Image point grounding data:
┌──

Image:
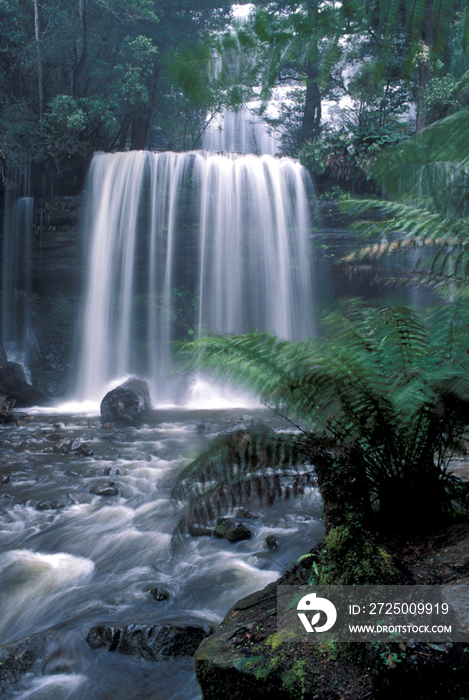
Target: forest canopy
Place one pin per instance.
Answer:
(350, 78)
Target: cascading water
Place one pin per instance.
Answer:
(17, 268)
(230, 234)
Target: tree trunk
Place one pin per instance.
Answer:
(141, 123)
(79, 63)
(312, 115)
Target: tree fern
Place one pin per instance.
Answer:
(391, 382)
(426, 181)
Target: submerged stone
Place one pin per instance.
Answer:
(150, 642)
(227, 529)
(160, 593)
(127, 403)
(105, 490)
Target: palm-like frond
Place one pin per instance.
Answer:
(428, 179)
(385, 379)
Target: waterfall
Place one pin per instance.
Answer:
(17, 267)
(184, 244)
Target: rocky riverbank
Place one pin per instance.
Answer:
(245, 658)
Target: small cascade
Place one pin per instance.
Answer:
(239, 132)
(17, 268)
(185, 244)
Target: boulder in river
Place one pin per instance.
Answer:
(227, 529)
(23, 656)
(105, 490)
(127, 403)
(150, 642)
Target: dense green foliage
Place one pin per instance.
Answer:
(83, 75)
(426, 209)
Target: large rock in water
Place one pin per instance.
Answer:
(14, 387)
(151, 642)
(127, 403)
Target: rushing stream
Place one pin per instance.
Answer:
(71, 560)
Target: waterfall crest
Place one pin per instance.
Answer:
(189, 243)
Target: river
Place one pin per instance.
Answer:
(70, 559)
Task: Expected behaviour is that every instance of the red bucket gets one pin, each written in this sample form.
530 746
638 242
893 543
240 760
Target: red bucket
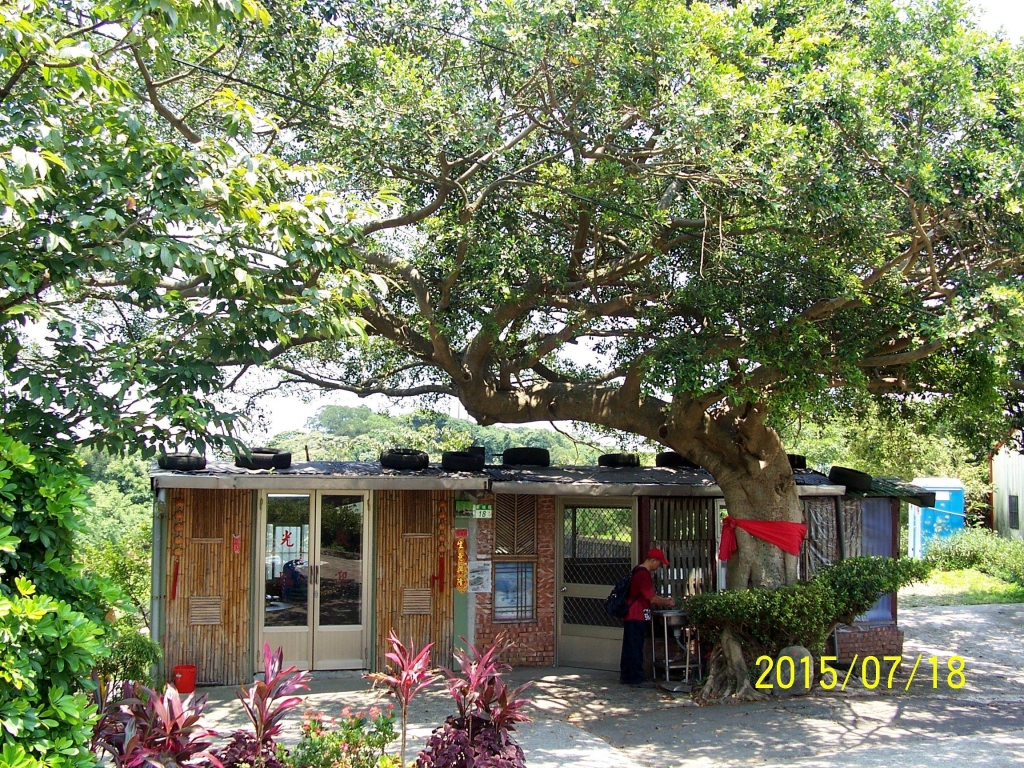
184 678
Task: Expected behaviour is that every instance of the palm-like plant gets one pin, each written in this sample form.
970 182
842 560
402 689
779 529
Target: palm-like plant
411 674
267 700
146 730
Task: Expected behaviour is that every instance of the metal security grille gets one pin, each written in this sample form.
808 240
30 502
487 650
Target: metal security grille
686 529
513 596
515 525
588 611
598 544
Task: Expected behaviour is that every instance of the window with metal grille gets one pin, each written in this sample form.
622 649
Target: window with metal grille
515 525
514 591
514 557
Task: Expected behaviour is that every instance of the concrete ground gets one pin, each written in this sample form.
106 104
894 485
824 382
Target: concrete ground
585 718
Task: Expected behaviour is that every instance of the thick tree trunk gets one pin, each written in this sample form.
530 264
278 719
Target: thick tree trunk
750 464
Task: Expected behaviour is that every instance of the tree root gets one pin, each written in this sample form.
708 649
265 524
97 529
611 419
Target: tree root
727 674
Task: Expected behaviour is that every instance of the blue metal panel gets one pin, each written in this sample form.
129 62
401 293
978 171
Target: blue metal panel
940 521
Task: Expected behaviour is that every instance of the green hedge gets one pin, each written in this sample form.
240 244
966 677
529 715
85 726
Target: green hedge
980 549
768 620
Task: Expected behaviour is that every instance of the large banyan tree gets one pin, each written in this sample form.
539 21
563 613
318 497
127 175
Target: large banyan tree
677 219
682 220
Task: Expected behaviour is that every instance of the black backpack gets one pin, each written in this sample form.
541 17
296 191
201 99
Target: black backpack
616 603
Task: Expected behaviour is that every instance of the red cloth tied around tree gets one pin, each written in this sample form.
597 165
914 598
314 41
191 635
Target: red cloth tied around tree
786 536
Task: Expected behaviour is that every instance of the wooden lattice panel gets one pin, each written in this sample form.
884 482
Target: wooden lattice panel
206 610
415 601
515 524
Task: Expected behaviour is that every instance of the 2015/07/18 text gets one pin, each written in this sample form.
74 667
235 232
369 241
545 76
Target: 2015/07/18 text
870 669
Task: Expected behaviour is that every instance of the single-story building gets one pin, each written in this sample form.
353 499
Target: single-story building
1007 468
325 558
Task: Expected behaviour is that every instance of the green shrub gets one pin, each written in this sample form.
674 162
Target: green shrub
132 655
51 615
857 583
126 561
768 620
765 620
982 550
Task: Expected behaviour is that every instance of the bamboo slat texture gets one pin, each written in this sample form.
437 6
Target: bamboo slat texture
207 570
414 536
687 530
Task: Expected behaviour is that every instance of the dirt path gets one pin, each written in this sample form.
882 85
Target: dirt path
925 726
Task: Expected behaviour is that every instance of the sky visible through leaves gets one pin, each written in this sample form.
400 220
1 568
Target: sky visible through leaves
283 412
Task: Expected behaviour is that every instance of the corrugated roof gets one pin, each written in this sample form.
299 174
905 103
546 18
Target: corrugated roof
897 488
372 474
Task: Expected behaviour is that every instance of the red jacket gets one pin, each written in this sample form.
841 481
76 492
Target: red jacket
641 591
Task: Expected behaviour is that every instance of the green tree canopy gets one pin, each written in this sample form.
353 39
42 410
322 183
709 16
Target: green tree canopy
678 219
147 241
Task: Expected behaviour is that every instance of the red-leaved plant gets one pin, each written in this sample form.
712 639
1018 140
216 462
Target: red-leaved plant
265 702
410 675
488 711
146 730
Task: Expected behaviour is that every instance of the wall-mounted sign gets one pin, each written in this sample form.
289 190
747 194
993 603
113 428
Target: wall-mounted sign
462 559
479 577
473 509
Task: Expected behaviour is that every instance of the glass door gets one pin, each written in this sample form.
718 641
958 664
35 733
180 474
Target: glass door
338 579
286 578
314 591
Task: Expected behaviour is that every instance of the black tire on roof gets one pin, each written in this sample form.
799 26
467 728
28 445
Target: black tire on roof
797 461
462 461
181 462
674 461
853 479
264 458
619 460
404 459
526 457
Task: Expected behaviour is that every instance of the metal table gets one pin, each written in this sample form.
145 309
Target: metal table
676 624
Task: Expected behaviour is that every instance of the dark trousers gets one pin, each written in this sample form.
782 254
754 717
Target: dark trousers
631 665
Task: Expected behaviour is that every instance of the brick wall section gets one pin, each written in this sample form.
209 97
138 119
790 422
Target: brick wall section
886 640
535 641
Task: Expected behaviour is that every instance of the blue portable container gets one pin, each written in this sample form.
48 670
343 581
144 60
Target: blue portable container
940 521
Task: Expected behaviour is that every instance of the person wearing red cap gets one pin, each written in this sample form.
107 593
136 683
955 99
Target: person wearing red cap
640 599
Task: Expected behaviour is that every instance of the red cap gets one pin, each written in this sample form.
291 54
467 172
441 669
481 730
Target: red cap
655 554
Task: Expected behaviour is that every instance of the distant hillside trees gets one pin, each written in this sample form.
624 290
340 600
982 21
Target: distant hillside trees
342 433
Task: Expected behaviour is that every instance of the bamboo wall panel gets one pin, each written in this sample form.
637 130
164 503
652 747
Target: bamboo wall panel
686 528
209 573
820 547
414 536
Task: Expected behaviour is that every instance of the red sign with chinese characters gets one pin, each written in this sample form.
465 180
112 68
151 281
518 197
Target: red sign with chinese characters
462 559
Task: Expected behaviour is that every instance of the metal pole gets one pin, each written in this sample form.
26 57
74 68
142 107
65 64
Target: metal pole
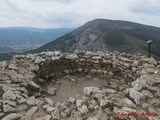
149 48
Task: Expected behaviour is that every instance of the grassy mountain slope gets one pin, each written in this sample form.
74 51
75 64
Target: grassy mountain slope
101 34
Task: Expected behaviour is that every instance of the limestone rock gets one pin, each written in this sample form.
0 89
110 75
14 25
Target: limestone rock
51 91
49 101
83 109
8 108
48 117
12 66
12 116
89 90
137 96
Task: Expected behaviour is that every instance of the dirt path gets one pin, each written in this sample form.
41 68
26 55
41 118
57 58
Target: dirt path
69 88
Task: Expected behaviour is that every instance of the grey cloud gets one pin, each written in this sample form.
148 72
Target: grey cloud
13 7
146 7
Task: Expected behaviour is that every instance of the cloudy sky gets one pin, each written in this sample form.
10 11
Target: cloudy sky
73 13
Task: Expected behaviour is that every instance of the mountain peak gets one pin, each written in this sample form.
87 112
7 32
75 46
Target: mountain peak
103 34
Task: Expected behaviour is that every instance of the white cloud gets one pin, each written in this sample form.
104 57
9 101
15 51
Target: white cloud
73 13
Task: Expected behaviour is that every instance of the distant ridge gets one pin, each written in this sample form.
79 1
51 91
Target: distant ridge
19 39
102 34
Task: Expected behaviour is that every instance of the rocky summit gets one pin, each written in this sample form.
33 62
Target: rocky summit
80 86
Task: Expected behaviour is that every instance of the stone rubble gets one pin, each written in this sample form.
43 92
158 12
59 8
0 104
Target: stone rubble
21 98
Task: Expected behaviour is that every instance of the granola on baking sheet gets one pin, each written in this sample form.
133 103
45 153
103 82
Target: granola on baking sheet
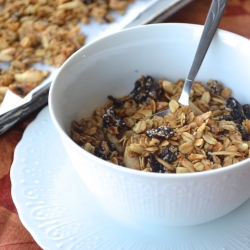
44 31
123 130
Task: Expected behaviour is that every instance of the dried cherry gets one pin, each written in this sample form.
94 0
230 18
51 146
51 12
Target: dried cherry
104 150
160 133
146 87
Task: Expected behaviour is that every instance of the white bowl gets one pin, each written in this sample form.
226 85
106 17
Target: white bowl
110 66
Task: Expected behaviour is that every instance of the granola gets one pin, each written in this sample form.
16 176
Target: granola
124 132
44 31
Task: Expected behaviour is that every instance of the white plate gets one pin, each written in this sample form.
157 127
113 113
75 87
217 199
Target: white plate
60 213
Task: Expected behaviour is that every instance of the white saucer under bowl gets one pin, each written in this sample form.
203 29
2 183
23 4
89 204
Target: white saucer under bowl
60 213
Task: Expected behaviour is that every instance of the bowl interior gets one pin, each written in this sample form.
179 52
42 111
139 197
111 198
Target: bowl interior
111 65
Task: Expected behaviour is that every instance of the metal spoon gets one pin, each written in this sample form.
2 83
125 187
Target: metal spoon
212 21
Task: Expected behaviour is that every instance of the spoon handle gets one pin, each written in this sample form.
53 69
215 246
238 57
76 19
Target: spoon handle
212 21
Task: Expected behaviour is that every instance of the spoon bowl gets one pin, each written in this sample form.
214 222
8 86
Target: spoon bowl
212 22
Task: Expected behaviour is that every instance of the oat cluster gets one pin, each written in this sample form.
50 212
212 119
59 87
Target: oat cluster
44 31
215 133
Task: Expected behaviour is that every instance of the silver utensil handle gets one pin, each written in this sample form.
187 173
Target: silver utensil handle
212 21
10 118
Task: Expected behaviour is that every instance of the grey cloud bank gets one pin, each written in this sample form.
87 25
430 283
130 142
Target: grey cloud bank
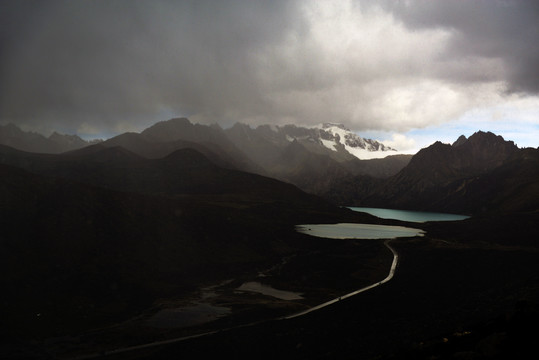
96 67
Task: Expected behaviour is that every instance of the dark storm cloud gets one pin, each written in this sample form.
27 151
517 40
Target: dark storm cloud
508 30
112 66
109 62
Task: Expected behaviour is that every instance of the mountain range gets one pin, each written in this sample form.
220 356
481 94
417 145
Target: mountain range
482 173
310 158
473 175
100 234
13 136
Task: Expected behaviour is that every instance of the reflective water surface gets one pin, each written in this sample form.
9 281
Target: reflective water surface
358 231
255 286
408 215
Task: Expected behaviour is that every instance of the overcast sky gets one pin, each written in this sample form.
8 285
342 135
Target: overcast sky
407 72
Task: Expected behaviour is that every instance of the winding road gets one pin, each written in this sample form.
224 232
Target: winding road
302 313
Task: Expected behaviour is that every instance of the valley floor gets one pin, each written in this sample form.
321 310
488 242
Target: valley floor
450 295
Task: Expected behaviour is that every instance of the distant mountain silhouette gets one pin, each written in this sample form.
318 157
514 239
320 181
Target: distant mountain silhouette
480 174
13 136
263 150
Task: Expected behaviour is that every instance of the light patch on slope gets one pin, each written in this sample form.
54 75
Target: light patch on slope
364 154
329 144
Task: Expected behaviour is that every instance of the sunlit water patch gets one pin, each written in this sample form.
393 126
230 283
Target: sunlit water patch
187 316
254 286
408 215
358 231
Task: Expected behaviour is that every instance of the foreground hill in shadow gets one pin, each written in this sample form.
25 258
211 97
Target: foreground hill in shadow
91 239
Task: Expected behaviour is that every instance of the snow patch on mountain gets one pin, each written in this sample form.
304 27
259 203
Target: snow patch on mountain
333 135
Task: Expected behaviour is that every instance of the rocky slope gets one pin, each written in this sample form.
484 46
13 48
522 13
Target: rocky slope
480 174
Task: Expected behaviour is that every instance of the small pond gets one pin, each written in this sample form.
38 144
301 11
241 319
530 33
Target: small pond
358 231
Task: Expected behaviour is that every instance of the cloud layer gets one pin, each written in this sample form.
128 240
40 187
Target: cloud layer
105 67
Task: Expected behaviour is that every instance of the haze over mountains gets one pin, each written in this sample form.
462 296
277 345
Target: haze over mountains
96 235
310 158
474 175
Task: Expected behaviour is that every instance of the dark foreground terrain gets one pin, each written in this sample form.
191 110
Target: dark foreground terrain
455 295
465 298
93 245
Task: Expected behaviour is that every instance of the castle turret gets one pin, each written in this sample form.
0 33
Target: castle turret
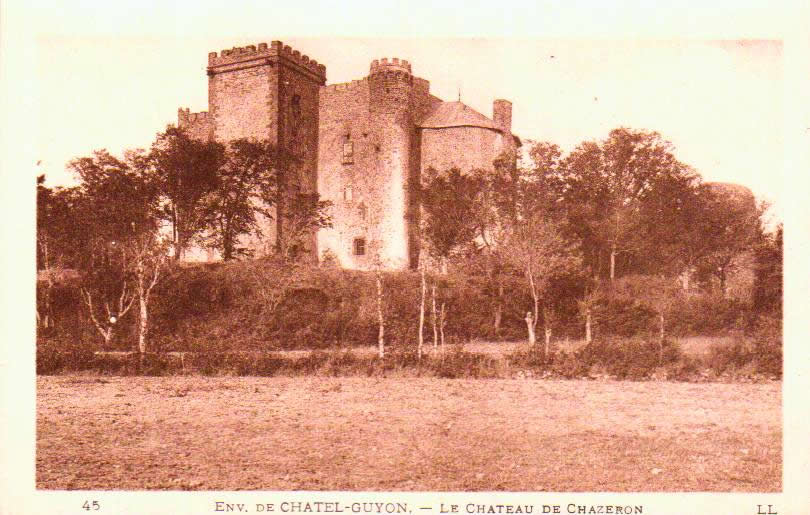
390 101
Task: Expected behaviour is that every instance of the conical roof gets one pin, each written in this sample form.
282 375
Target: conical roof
456 114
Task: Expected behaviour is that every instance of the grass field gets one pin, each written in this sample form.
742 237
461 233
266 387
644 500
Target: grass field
317 433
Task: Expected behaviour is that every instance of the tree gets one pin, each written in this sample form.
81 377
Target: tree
768 273
540 251
660 293
604 188
245 184
185 170
731 223
450 211
118 229
56 246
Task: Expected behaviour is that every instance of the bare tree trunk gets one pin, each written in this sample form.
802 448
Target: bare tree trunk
176 233
435 329
588 336
143 326
661 339
420 341
498 309
530 327
613 262
441 325
381 334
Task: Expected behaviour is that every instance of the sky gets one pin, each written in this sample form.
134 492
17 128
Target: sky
718 101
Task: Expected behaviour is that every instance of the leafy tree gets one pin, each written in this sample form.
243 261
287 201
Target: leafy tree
606 187
660 293
118 230
731 222
538 249
185 170
56 243
245 183
768 273
450 212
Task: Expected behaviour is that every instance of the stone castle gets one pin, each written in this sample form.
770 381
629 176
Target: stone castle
363 145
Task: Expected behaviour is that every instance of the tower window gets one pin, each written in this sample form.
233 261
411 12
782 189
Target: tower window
348 152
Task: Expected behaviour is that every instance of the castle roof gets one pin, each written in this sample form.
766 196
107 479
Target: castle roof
456 114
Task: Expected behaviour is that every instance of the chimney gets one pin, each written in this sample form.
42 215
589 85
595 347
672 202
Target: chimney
502 115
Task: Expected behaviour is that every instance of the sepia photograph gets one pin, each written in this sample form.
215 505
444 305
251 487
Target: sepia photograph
396 273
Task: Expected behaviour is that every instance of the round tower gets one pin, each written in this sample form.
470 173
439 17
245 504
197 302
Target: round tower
390 93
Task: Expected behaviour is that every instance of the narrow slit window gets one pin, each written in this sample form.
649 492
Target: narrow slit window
348 152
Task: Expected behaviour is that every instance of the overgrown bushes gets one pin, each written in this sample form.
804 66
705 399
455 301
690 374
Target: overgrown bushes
232 317
614 358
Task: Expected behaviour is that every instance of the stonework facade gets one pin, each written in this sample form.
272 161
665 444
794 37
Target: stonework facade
362 145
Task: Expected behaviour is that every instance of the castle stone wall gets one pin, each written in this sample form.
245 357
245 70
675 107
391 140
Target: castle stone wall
358 144
466 148
349 184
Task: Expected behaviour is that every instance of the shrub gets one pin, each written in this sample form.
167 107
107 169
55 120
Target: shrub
461 363
629 358
55 355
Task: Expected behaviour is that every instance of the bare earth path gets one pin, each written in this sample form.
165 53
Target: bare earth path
237 433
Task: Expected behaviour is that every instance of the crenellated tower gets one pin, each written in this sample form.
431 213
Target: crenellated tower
269 92
397 170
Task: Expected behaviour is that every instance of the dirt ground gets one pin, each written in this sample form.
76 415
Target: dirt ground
413 434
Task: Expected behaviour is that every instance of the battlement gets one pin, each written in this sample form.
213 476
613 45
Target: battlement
261 51
346 86
185 117
394 65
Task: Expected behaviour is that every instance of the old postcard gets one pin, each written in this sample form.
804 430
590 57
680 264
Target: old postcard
434 259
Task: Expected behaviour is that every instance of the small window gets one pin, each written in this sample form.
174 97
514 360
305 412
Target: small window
348 152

└──

If a line contains the word "waterfall", it counts; say how many such lines there are in the data above, and nothing else.

2